INFORMATION SHOWN section start

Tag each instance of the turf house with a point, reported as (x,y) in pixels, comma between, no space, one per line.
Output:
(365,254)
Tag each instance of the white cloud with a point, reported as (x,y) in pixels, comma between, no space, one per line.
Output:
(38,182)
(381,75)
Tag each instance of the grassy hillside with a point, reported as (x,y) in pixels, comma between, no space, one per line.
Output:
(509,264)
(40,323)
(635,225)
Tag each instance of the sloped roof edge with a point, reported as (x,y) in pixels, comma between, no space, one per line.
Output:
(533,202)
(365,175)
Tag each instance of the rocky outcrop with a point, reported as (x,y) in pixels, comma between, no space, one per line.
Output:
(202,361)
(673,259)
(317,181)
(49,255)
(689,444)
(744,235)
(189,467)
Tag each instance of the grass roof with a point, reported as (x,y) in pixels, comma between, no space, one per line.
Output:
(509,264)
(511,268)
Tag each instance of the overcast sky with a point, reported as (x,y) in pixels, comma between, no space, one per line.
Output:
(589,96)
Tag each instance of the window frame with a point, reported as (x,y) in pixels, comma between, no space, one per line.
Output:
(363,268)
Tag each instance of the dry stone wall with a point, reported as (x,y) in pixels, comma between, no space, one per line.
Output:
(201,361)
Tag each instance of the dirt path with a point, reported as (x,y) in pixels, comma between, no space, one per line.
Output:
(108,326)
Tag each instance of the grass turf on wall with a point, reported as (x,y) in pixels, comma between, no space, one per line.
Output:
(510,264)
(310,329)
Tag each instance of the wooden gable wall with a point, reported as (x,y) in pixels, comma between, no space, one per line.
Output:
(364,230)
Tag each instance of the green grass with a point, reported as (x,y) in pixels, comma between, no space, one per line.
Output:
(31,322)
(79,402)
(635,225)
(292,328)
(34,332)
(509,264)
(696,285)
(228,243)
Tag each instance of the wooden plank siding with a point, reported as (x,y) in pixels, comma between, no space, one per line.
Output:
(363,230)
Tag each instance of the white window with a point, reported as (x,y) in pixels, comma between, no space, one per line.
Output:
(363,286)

INFORMATION SHOWN section end

Across the data, pull every line containing the string "window".

§ COMPLETED EXERCISE
Tag each instance of the window frame with a point, reported as (x,y) in pixels, comma between, no space, one per line.
Tag each instance of the white window with a point, reported as (x,y) in pixels, comma between, no space, one per line.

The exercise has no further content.